◆ Polygon annotations for photos
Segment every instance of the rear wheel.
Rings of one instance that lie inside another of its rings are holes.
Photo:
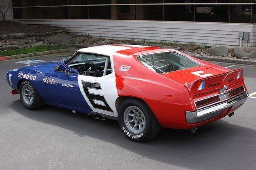
[[[121,130],[132,141],[142,142],[151,139],[158,134],[161,129],[150,108],[139,100],[126,100],[119,111]]]
[[[36,90],[28,81],[23,81],[19,87],[19,97],[25,107],[30,110],[42,107],[44,103]]]

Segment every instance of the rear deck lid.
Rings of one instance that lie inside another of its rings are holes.
[[[171,73],[167,77],[185,86],[194,96],[243,80],[242,69],[226,71],[207,66]]]

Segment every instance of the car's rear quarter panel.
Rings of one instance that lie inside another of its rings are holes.
[[[183,128],[185,112],[190,110],[189,94],[183,86],[144,66],[133,56],[114,56],[116,83],[119,97],[140,99],[149,106],[161,125]],[[130,66],[128,71],[122,65]]]

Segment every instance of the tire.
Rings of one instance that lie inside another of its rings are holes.
[[[21,82],[19,87],[19,97],[23,105],[29,110],[42,108],[45,105],[36,88],[27,80]]]
[[[150,108],[139,100],[125,100],[118,113],[121,130],[132,141],[143,142],[151,139],[161,129],[161,125]]]

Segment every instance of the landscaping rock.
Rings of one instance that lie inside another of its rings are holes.
[[[175,48],[174,49],[176,50],[177,50],[178,51],[180,51],[181,50],[182,50],[183,49],[183,47],[180,46],[180,47]]]
[[[83,37],[75,37],[71,40],[70,44],[77,44],[83,42],[85,40],[85,38]]]
[[[7,39],[8,37],[7,36],[0,36],[0,40],[4,40]]]
[[[4,51],[5,50],[13,50],[21,48],[21,47],[17,45],[11,45],[10,46],[4,46],[0,47],[0,50]]]
[[[5,45],[6,46],[9,46],[10,45],[13,45],[14,44],[14,43],[12,41],[10,41],[9,42],[7,42],[6,43],[5,43]]]
[[[44,43],[42,42],[37,42],[36,43],[33,44],[30,46],[42,46],[44,45]]]
[[[207,53],[211,55],[224,56],[228,54],[228,50],[225,46],[213,46],[211,47]]]
[[[35,37],[35,40],[37,41],[43,41],[45,40],[43,39],[42,37]]]
[[[190,50],[191,51],[194,50],[199,48],[200,47],[199,46],[194,43],[188,44],[184,46],[184,48]]]
[[[256,58],[256,51],[253,51],[245,55],[246,57]]]
[[[50,44],[68,43],[71,40],[71,36],[64,34],[58,34],[48,38]]]
[[[34,33],[29,33],[29,34],[27,34],[27,37],[32,37],[33,36],[34,36]]]
[[[237,59],[241,59],[254,51],[256,51],[256,47],[239,47],[235,49],[234,54]]]
[[[9,38],[21,39],[27,37],[27,34],[25,33],[12,34],[8,35]]]
[[[86,43],[91,43],[100,40],[100,38],[96,37],[92,37],[89,38],[83,41],[84,42]]]
[[[243,60],[247,60],[249,59],[249,57],[242,57],[241,58]]]

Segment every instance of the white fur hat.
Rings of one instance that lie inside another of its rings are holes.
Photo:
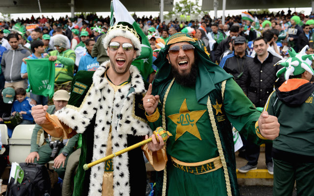
[[[108,48],[109,43],[112,38],[120,36],[131,40],[134,45],[134,49],[136,51],[136,56],[141,54],[142,38],[131,24],[125,22],[119,22],[109,28],[103,43],[105,49]]]

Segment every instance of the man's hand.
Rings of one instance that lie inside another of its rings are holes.
[[[33,99],[32,98],[30,99],[30,101],[29,102],[29,103],[30,103],[32,105],[37,105],[37,102],[36,102],[36,101],[34,99]]]
[[[24,111],[21,111],[21,112],[20,112],[20,114],[26,114],[26,112],[25,112]]]
[[[154,114],[157,105],[158,105],[158,101],[159,101],[159,96],[153,96],[152,95],[152,89],[153,85],[152,84],[149,84],[149,87],[147,90],[147,93],[143,98],[143,104],[144,108],[148,115],[150,116]]]
[[[62,168],[64,167],[64,163],[65,162],[65,159],[67,158],[67,157],[64,156],[63,154],[62,153],[60,153],[54,159],[53,164],[53,168],[55,169],[59,169],[61,165],[62,165]]]
[[[150,137],[150,138],[151,137]],[[156,151],[158,151],[160,149],[163,147],[163,146],[165,143],[163,142],[163,140],[162,140],[162,138],[161,136],[158,136],[158,139],[159,139],[159,143],[158,143],[157,142],[157,140],[156,140],[156,136],[155,135],[153,134],[151,136],[152,141],[149,143],[147,144],[148,149],[151,150],[152,152],[156,152]],[[148,139],[148,136],[146,135],[145,136],[145,140]]]
[[[39,125],[43,124],[46,121],[46,111],[48,109],[48,105],[37,105],[31,108],[31,115],[34,121]]]
[[[49,58],[48,59],[50,61],[55,61],[57,60],[57,56],[50,56]]]
[[[276,117],[263,111],[259,119],[259,128],[261,134],[268,140],[273,140],[279,135],[280,124]]]
[[[26,61],[25,61],[26,59],[30,59],[29,58],[24,58],[23,59],[22,59],[22,60],[23,61],[23,63],[25,63],[26,64]]]
[[[32,152],[28,154],[27,157],[26,157],[26,159],[25,159],[25,162],[27,163],[34,163],[34,160],[35,160],[35,157],[37,157],[37,161],[39,160],[39,154],[37,152]]]

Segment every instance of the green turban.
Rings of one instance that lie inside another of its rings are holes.
[[[165,90],[163,87],[173,78],[171,65],[166,56],[171,45],[183,42],[188,42],[194,47],[195,63],[198,68],[198,76],[195,84],[196,99],[199,103],[206,105],[209,93],[215,89],[215,84],[232,78],[232,75],[211,62],[195,41],[187,33],[182,32],[169,37],[166,46],[160,50],[158,58],[154,62],[158,71],[153,82],[153,94],[157,95],[157,92]]]

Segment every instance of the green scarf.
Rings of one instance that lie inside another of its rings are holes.
[[[187,37],[186,39],[192,39],[187,33],[180,32],[173,34],[169,38],[165,47],[161,49],[158,55],[158,58],[154,62],[154,64],[158,68],[158,73],[153,83],[154,95],[157,95],[158,92],[161,92],[163,88],[163,84],[169,82],[173,78],[171,72],[171,66],[166,58],[169,46],[171,46],[171,44],[168,45],[167,44],[172,40],[181,37]],[[184,39],[184,38],[183,38]],[[182,42],[185,41],[178,42]],[[208,55],[195,41],[187,42],[195,47],[195,61],[198,67],[198,77],[196,78],[195,84],[195,93],[197,102],[200,104],[206,105],[209,94],[215,89],[215,84],[232,78],[232,76],[227,74],[217,64],[211,62]]]

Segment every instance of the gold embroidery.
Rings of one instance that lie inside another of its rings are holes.
[[[222,166],[224,169],[225,179],[226,180],[226,185],[227,187],[227,194],[228,196],[232,196],[232,194],[231,193],[231,185],[230,185],[230,180],[229,179],[229,174],[228,172],[227,163],[226,163],[225,155],[224,155],[224,152],[222,150],[222,146],[221,146],[220,138],[219,137],[219,135],[218,132],[218,129],[217,128],[217,125],[216,125],[214,113],[211,107],[211,103],[210,102],[210,99],[209,96],[207,100],[207,108],[208,109],[208,112],[209,114],[209,119],[210,120],[210,123],[211,123],[211,126],[212,127],[212,130],[214,132],[214,135],[215,136],[215,139],[216,139],[216,143],[217,143],[218,151],[219,153],[219,156],[220,157],[221,163],[222,163]]]
[[[166,115],[165,111],[165,105],[166,104],[166,99],[168,97],[168,94],[169,93],[171,86],[173,84],[173,82],[175,81],[175,78],[172,79],[172,81],[169,85],[169,87],[165,93],[165,96],[163,98],[163,104],[162,105],[162,127],[166,129]],[[165,144],[165,150],[166,150],[167,143]],[[167,164],[165,166],[165,169],[163,170],[163,182],[162,183],[162,196],[166,196],[166,189],[167,189]]]
[[[86,95],[85,96],[85,97],[84,98],[84,99],[83,99],[83,101],[82,101],[82,103],[80,104],[79,107],[75,107],[75,106],[72,105],[67,105],[65,107],[67,108],[72,109],[79,112],[79,110],[80,110],[81,109],[82,109],[82,108],[83,107],[84,104],[85,103],[85,101],[86,101],[86,99],[87,99],[87,97],[88,97],[88,94],[89,94],[89,93],[93,87],[94,87],[94,83],[92,84],[90,87],[89,87],[89,89],[88,89],[88,91],[87,91],[87,93],[86,93]]]

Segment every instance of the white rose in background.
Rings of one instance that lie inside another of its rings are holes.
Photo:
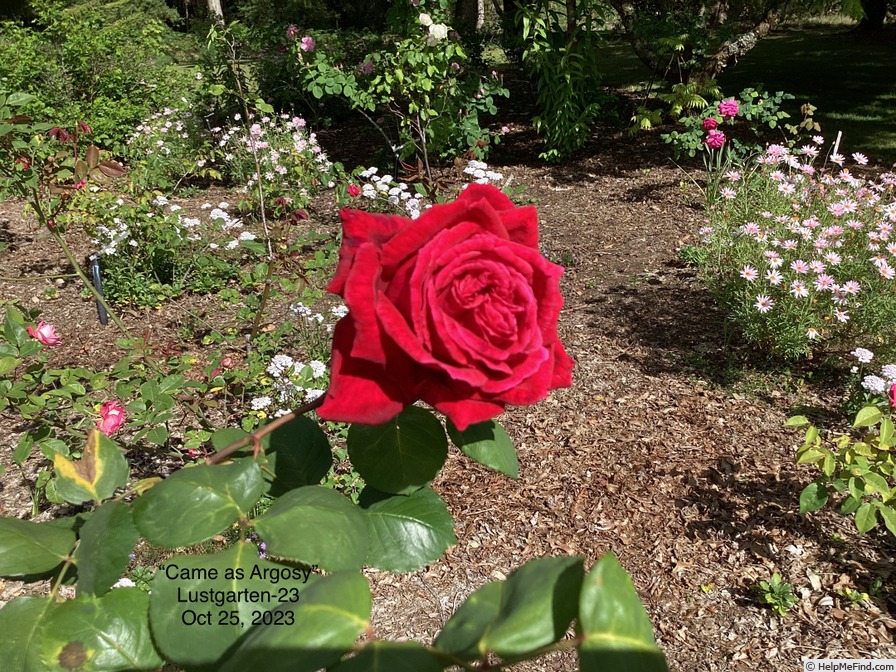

◆ Direction
Gather every line of the records above that contains the word "rear", and copy each one in full.

◆ Exercise output
Segment every instance of the rear wheel.
Segment every instance of the rear deck lid.
Segment every instance of the car's rear quarter panel.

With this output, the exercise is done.